- **Given problem 1**: Using the post on the Spertus censorship, explain why the writer comes back to the subject after first covering it the previous week.
- **Given problem 2**: According to the post on the Spertus censorship, who gave the writer a tour of the exhibition?

- **Supplied passage**:

::::::::::

Last week I picked up reports of censorship by Spertus, a Jewish museum in Chicago, of a show called “Imaginary Coordinates” that gave a lot of airtime to Palestinian views of the conflict in Israel/Palestine. I’m returning to the subject because today I got a mocking email from a Jewish literary friend about the censorship, in turn quoting a contemptuous Jewish friend of his–and it struck me that younger Jews find the episode ridiculous and embarrassing. Consider: Jewschool and JTA both were angered by the censorship. And here is Time Out’s coverage by Lauren Weinberg (who I’m guessing is Jewish and younger), appropriately titled “Let’s All Go to the Spertus Museum of Censorship.”
Curator Rhoda Rosen gave me a tour of the (excellent) exhibition last month, so I can confirm that it proposed such radical notions as 1) Palestinians exist and 2) They feel strongly about their claim to the Holy Land.

::::::::::

Labeled shape records:
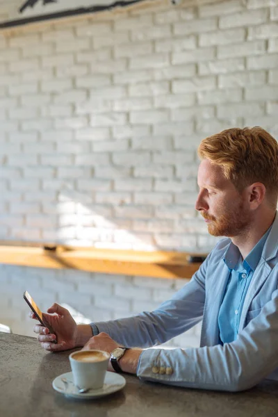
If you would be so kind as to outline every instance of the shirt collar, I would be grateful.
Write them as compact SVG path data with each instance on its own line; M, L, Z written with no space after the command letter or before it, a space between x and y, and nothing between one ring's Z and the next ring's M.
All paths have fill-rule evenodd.
M253 247L252 251L248 254L245 259L243 261L243 267L247 271L250 269L253 270L253 271L255 270L261 259L263 246L270 232L272 226L272 225L268 229L265 234L261 238L256 245ZM223 257L224 261L229 269L236 269L238 264L241 263L240 262L240 257L241 254L239 252L238 247L236 246L233 242L231 242Z

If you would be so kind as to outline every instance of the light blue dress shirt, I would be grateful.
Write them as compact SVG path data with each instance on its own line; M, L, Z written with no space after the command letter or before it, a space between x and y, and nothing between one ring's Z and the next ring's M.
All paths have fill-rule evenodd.
M220 343L236 340L243 302L253 274L261 259L270 227L243 261L235 245L231 245L224 258L230 270L218 316Z

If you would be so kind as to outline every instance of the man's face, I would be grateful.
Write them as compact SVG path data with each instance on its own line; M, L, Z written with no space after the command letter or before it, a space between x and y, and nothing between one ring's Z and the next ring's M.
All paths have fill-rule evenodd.
M204 159L199 167L199 195L195 208L214 236L233 237L243 234L252 220L246 194L239 193L220 167Z

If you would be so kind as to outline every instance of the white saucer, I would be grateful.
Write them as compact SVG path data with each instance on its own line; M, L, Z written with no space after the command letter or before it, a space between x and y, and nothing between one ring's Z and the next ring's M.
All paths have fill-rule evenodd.
M61 378L66 378L69 384L65 386ZM104 384L102 388L99 389L91 389L87 393L82 394L79 393L77 388L73 382L72 373L67 372L66 373L59 375L52 382L53 388L58 391L64 394L67 397L72 397L73 398L99 398L112 393L115 393L120 391L126 384L126 380L122 375L114 373L113 372L106 372Z

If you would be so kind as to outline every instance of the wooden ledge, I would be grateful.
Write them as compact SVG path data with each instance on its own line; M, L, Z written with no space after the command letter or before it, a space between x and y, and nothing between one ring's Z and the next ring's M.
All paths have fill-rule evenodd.
M15 243L0 242L1 263L159 278L191 278L206 256L206 254L113 250L44 243L15 245Z

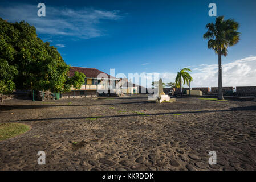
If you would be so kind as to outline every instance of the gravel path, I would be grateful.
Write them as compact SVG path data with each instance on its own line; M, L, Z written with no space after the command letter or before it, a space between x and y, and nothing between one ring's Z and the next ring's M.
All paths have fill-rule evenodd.
M196 98L6 100L0 123L32 129L0 142L0 169L255 170L255 101Z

::::::::::

- **Correct output 1**: The writer got a mocking email that day from a Jewish literary friend, who quoted a contemptuous Jewish friend of his about the censorship. That made the writer realize that younger Jews find the episode ridiculous and embarrassing.

- **Correct output 2**: Curator Rhoda Rosen gave the tour, last month.